By Georgia Robertson
I’m not much of a maths person, but indulge me for a minute. I will soon complete 4 years of University. I will have completed 32 subjects. In law, that’s approximately 64 pieces of assessment (which is generous). I have received 32 final grade marks, and approximately 64 assignment and exam marks. I have spent more time studying these past four years than I have with my own family. I have been consumed with the laws for four years. I have been driven by the goal of graduation, but all of a sudden I am faced with an unfamiliar thought: it will end.
I moved to Brisbane at 17 from a regional town. I travelled 600 kilometres with a few boxes and a framed picture of Rambo. That was 2016. The following months have continued to be a joke among friends, and it seems like it will always be my personality trait. Oh, you haven’t heard the chicken story? Long story short, it involved one episode of masterchief where I swear Matt Preston led me astray by saying ‘good meat is rare’ and 6 months of applying this technique to chicken. Yeah, so I am the chicken girl.
----
WHAT YOU SHOULD DO:
Set down the passage from the reflection on finishing university exactly, starting with "By Georgia Robertson" and going on through "it will end.". These entries have nothing to do with the text.

PROVIDED INFORMATION:
----
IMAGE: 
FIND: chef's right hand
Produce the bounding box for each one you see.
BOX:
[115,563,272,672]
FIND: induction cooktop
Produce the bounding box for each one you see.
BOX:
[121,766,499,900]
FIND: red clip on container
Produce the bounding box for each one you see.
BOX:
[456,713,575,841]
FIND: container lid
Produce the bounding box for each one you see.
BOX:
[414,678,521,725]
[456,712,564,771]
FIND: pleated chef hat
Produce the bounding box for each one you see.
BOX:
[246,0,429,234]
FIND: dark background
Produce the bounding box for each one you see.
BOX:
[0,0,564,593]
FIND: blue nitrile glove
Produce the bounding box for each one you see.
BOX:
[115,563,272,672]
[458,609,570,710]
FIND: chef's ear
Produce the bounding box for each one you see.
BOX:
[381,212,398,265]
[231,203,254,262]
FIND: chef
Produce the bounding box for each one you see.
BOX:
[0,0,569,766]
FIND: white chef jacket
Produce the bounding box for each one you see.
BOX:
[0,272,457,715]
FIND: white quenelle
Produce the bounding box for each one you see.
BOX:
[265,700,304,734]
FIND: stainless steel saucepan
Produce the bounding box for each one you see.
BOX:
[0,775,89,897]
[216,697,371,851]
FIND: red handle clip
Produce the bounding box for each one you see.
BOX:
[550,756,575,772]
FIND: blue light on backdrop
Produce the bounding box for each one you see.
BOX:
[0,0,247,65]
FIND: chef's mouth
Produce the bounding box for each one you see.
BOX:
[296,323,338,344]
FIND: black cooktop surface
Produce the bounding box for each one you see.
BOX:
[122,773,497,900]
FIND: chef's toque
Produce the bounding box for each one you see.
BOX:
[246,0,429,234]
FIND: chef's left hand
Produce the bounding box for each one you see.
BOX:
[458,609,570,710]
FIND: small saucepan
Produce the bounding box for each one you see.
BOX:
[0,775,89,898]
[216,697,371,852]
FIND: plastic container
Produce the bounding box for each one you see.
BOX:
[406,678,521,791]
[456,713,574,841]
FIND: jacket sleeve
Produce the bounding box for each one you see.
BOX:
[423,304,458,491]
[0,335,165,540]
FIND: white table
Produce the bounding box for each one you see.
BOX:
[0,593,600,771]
----
EXPECTED ANSWER:
By Georgia Robertson
I’m not much of a maths person, but indulge me for a minute. I will soon complete 4 years of University. I will have completed 32 subjects. In law, that’s approximately 64 pieces of assessment (which is generous). I have received 32 final grade marks, and approximately 64 assignment and exam marks. I have spent more time studying these past four years than I have with my own family. I have been consumed with the laws for four years. I have been driven by the goal of graduation, but all of a sudden I am faced with an unfamiliar thought: it will end.